[Referring expression pointing data]
BEGIN

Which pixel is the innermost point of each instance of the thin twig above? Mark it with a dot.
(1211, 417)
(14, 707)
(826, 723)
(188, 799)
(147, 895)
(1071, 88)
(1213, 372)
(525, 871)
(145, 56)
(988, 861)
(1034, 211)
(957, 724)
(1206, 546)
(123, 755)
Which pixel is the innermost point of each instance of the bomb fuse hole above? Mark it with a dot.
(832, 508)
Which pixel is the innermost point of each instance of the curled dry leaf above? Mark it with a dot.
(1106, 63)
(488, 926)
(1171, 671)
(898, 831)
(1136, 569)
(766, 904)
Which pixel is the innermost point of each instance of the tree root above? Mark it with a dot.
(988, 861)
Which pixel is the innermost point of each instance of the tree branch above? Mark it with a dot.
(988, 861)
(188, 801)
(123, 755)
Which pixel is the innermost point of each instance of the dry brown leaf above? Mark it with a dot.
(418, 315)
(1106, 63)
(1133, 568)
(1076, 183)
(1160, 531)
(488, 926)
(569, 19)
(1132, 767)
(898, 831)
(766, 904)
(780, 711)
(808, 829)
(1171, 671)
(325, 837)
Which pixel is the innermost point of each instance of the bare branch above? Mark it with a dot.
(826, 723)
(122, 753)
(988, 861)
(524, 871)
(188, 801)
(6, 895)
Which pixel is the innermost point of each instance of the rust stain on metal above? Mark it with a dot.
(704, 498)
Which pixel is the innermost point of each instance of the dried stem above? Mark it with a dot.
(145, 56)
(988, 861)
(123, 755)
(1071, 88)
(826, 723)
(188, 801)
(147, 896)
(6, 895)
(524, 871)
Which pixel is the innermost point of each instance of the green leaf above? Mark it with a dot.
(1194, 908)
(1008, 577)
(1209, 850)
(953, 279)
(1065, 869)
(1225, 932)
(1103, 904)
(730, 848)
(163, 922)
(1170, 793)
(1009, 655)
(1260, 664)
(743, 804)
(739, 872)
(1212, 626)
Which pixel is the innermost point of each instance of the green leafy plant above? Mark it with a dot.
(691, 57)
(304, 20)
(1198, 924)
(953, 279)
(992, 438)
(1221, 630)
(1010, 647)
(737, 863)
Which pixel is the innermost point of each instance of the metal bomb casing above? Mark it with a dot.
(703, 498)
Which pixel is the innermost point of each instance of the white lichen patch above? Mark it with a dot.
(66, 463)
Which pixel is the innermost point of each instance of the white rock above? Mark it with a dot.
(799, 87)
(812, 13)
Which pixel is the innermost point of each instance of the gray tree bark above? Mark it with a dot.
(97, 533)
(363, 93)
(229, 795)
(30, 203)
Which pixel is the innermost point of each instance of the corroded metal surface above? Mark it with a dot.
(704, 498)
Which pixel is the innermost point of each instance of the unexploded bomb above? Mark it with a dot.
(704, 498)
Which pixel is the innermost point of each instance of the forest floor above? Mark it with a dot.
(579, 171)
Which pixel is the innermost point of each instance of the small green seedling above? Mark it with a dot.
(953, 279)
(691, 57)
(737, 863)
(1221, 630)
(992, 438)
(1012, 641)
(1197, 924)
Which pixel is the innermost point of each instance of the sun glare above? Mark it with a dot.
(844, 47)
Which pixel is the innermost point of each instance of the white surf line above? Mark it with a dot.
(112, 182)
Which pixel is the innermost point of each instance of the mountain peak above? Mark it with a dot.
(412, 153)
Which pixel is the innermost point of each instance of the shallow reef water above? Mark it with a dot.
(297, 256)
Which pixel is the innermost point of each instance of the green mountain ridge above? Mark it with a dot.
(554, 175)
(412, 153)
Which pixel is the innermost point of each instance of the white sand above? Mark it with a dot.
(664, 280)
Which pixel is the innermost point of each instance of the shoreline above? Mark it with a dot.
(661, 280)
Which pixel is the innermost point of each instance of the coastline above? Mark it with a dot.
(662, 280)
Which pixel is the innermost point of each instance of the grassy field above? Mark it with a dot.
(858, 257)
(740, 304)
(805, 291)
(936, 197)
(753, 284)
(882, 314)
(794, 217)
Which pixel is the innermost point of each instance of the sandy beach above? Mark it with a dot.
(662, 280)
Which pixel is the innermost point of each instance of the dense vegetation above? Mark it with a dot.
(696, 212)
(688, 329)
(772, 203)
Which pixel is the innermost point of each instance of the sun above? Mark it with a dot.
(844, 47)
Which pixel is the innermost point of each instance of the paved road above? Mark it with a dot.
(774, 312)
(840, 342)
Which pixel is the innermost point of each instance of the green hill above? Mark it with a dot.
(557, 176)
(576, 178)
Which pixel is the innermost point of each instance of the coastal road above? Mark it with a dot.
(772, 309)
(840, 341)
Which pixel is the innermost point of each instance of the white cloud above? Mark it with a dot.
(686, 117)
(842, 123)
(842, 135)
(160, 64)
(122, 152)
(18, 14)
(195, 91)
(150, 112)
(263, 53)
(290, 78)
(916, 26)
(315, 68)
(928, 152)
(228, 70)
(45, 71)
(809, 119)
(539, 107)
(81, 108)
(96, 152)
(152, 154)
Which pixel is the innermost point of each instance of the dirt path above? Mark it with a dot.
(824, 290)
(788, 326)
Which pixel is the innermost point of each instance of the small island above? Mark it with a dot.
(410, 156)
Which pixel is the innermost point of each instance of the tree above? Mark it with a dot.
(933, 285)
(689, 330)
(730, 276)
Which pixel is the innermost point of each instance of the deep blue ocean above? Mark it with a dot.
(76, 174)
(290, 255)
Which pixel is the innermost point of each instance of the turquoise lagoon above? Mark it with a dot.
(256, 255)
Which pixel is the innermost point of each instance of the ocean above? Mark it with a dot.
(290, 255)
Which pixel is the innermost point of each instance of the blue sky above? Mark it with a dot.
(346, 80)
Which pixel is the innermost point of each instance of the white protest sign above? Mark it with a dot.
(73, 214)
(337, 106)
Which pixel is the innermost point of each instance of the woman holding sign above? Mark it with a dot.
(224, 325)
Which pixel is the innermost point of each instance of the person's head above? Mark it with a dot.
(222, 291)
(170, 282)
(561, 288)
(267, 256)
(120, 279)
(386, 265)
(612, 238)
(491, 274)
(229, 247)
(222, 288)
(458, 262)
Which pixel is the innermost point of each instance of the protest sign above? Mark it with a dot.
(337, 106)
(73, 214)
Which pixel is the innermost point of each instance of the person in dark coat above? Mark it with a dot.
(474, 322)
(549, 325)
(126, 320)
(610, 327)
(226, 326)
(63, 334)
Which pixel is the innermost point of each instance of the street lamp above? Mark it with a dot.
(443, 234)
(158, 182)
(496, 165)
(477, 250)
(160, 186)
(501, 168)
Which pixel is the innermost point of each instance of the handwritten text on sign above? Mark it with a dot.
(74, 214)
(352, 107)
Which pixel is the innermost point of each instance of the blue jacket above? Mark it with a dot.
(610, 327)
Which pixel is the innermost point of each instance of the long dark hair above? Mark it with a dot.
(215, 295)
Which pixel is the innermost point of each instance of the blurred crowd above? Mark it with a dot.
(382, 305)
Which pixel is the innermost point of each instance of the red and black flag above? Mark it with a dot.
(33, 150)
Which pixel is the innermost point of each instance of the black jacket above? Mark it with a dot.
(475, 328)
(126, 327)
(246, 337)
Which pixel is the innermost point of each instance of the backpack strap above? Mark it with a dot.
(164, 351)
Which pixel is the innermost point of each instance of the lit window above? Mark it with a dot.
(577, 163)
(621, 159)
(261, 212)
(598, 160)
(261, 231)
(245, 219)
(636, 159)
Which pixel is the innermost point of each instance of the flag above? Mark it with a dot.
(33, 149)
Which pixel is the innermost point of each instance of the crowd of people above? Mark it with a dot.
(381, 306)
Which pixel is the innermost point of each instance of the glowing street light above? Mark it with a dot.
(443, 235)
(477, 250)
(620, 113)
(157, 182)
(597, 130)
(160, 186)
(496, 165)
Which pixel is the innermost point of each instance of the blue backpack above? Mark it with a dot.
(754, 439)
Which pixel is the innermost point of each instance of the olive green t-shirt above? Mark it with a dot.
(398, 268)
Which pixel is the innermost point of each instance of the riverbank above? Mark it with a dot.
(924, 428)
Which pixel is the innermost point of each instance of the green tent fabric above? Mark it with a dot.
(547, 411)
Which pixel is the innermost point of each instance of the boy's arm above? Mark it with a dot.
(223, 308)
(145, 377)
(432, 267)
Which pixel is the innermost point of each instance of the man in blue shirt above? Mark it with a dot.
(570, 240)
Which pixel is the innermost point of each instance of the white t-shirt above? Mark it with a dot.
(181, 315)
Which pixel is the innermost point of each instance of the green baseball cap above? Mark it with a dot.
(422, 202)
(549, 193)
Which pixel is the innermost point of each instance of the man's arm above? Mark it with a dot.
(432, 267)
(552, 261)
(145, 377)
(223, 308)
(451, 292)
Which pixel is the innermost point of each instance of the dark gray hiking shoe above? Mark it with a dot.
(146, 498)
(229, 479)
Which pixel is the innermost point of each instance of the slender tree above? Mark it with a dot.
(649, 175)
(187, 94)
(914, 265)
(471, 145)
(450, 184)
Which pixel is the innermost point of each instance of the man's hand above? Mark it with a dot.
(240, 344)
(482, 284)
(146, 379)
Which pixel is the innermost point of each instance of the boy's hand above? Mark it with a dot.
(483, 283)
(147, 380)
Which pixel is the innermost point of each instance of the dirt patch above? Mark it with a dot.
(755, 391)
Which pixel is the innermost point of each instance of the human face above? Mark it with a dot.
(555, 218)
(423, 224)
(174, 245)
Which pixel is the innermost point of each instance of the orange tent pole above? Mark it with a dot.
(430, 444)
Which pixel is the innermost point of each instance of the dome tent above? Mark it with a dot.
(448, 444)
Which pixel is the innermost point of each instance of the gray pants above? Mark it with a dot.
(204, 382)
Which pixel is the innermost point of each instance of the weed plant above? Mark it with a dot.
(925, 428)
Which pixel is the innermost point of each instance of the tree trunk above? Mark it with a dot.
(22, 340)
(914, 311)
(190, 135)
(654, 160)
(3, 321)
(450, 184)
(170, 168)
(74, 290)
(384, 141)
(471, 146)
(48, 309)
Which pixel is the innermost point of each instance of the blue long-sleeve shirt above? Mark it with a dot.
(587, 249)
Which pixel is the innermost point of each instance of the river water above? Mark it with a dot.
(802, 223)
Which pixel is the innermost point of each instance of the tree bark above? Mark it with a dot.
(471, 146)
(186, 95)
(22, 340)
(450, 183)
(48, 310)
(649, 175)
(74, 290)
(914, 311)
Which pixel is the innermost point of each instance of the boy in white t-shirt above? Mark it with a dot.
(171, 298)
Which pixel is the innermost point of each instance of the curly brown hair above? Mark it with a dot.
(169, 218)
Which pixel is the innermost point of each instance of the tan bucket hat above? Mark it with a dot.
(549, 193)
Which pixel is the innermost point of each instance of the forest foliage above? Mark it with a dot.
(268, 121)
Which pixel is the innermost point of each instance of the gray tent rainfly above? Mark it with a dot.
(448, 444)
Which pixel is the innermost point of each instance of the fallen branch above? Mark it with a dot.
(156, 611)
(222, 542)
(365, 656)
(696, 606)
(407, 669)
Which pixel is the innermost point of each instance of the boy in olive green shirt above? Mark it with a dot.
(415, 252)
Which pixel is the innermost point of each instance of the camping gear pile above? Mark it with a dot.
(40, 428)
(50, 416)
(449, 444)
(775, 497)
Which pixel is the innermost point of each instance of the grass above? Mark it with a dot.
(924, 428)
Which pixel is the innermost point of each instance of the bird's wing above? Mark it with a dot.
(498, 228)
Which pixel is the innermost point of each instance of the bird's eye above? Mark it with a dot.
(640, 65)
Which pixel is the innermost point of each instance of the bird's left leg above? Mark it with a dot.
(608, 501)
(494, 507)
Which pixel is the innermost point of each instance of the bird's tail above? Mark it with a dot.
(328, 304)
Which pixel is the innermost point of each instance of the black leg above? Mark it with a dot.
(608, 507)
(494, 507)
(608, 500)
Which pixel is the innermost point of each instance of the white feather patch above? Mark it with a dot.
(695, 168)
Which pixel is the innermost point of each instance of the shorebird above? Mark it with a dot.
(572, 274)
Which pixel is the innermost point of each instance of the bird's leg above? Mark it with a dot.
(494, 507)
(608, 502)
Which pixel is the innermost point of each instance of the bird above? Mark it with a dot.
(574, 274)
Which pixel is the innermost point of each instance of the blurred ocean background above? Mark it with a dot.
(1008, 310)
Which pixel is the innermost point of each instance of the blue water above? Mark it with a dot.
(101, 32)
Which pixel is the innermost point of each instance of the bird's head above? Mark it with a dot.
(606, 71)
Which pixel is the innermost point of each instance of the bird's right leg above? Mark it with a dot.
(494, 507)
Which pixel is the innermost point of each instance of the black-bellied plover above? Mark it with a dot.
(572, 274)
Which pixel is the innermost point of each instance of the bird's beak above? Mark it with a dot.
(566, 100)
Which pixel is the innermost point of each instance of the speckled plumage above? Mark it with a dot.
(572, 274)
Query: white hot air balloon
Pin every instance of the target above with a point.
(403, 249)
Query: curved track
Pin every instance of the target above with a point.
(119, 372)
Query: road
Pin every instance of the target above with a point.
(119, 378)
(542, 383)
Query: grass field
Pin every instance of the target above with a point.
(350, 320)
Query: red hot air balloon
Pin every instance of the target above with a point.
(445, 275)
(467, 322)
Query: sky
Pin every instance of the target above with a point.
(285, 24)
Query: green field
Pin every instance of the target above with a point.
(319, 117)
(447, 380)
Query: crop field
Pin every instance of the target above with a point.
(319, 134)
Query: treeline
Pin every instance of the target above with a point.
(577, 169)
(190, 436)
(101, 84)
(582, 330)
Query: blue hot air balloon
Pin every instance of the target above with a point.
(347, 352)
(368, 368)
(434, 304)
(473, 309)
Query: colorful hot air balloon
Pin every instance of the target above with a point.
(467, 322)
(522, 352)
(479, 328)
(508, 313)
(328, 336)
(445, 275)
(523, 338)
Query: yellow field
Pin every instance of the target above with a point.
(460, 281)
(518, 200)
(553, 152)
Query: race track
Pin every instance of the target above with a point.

END

» **What to work on**: Which lines of the records above hold the word "balloon"? Copy each one out.

» **Answer section**:
Query: white hot air balloon
Query: red hot air balloon
Query: blue hot air balloon
Query: colorful hot air balloon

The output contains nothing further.